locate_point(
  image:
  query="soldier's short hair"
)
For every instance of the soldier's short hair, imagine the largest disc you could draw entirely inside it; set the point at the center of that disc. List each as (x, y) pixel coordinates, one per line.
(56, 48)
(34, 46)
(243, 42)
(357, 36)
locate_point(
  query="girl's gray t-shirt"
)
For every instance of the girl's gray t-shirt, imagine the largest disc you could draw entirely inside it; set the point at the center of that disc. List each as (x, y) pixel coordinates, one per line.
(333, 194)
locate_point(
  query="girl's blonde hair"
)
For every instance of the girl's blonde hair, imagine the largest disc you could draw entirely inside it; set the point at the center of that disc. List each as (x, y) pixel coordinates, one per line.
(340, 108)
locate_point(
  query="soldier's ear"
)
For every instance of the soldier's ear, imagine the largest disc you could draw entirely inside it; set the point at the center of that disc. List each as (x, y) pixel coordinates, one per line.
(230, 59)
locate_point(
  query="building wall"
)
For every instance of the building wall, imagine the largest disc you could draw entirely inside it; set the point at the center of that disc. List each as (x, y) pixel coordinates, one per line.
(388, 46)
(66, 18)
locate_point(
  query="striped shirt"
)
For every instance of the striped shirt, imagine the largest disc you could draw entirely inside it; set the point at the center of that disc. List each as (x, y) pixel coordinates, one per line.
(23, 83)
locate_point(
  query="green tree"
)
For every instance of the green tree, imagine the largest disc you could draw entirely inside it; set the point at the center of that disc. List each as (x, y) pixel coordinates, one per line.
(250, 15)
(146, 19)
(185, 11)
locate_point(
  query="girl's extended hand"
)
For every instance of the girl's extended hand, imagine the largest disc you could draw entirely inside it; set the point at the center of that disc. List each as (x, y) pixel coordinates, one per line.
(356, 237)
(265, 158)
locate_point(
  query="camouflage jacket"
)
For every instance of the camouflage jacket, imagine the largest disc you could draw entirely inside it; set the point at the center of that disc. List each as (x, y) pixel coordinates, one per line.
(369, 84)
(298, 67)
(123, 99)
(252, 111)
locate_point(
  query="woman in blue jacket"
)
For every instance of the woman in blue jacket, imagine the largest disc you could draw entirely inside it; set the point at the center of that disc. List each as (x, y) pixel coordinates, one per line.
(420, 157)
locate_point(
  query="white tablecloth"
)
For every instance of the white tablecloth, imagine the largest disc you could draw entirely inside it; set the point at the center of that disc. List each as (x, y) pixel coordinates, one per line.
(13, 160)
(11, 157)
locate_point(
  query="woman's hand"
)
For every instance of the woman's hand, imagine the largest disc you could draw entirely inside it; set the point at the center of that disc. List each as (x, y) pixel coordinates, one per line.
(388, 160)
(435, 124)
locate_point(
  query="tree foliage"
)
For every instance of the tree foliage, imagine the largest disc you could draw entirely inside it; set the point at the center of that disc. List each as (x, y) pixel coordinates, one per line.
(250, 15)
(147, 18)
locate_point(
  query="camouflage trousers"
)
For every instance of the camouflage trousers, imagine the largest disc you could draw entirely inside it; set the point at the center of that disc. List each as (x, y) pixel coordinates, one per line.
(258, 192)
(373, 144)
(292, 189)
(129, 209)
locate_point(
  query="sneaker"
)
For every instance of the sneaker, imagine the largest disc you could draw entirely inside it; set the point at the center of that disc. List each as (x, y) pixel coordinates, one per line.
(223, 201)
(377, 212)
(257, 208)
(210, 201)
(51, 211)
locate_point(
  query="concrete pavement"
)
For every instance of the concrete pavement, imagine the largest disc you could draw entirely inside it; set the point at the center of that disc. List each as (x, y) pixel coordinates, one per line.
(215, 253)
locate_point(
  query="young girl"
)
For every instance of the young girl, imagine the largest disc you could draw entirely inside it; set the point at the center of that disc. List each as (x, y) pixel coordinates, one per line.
--
Activity
Retype every line of the listing above exactly as given.

Expected output
locate_point(
  image:
  query="soldier's short hair"
)
For every instance of the soldier's short hair, imagine the largest disc you could draw entirely inside it; set the point at the center of that disc. List each as (x, y) pixel coordinates, one per line.
(56, 48)
(34, 46)
(243, 42)
(357, 36)
locate_point(
  query="girl's gray t-shirt"
)
For every instance of the girl's gray t-shirt, imagine the largest disc you could draw entirely inside it; set the point at the center of that disc. List each as (x, y) pixel coordinates, one per line.
(333, 194)
locate_point(
  query="girl's blonde hair"
)
For every instance of the girl's blonde hair, imagine the largest disc you could draw entirely inside it; set the point at the center of that disc. List each as (x, y) pixel coordinates, one per line.
(340, 108)
locate_point(
  query="soldier's ear"
)
For every instance of the soldier's ear, imagine the largest disc you could draw entirely inside it; set the point at the center of that disc. List each as (x, y) pixel coordinates, one per line.
(230, 59)
locate_point(
  query="building wall"
)
For every instance of the building wall, imagine the largest disc you could draw entirely inside it; set the point at the center of that disc. List each as (x, y) pixel coordinates, one per line.
(388, 46)
(66, 18)
locate_point(
  query="striped shirt"
)
For every instance of the striped shirt, imagine the largest disc you could draw entirely inside it; set the point at the center of that disc. List each as (x, y) pixel coordinates, one per line.
(23, 83)
locate_point(
  query="green tree"
)
For every instance of the green tree, imagine the largest disc you could draw entirely inside it; set the point at the center of that disc. List each as (x, y) pixel coordinates, one per line.
(250, 15)
(146, 19)
(185, 11)
locate_point(
  query="girl's extended hand"
)
For every instance of the girl's extended hand, imagine the largest disc you could draw entirely inside it; set the point at the center of that disc. List each as (x, y) pixel coordinates, one per line.
(356, 237)
(265, 158)
locate_point(
  query="camouflage jacket"
)
For every instance of the camouflage jacket, imagine the largest disc you could draw entirely inside it; set the point at the center of that disc. List each as (x, y) pixel coordinates, one per line.
(369, 84)
(298, 67)
(123, 99)
(252, 111)
locate_point(
  query="woman in blue jacket"
)
For every instance of the woman in blue jacket, imagine the largest disc you could draw entirely inside it; set the point at the center of that disc. List each as (x, y) pixel coordinates, one per line.
(420, 157)
locate_point(
  query="white tablecloth"
)
For every instance of the white tablecloth, imagine the largest disc you could draw entirely inside it; set the point at the center of that disc. List each as (x, y) pixel coordinates, one per line.
(13, 160)
(11, 157)
locate_point(
  query="woman's hand"
)
For every instance of the woman's hand, imagine the largest disc you could draw entirely inside it; set the point at the center of that disc. List each as (x, y) pixel coordinates, one per line.
(388, 160)
(435, 124)
locate_point(
  query="tree foliage"
)
For every instance of the tree foliage, imagine the largest disc you could draw entirely inside it; set the point at the center of that disc. List each as (x, y) pixel coordinates, one per line.
(250, 15)
(147, 18)
locate_point(
  query="camouflage trousers"
)
For every instance of the camouflage trousers, imagine the largest disc you could draw entirely inside it; set the point at the center of that disc. List each as (x, y) pixel coordinates, one per line.
(258, 192)
(373, 144)
(292, 189)
(129, 209)
locate_point(
  query="sneaker"
)
For every instance of the sneaker, imagine the largest disc you could draw entirely inside it; set the point at the center of that disc. List each as (x, y) pixel coordinates, one per line.
(223, 201)
(377, 212)
(257, 208)
(210, 201)
(51, 211)
locate_point(
  query="concrete pavement"
)
For every instance of the concrete pavement, imagine the largest disc you could draw entirely inside it; set the point at the center of that disc. List each as (x, y) pixel coordinates, one per line.
(215, 253)
locate_point(
  query="young girl"
)
For every instance of the young girl, imagine the largest disc you could draw entirely inside it; set the point at the center of that disc. List each as (x, y) pixel coordinates, one per line.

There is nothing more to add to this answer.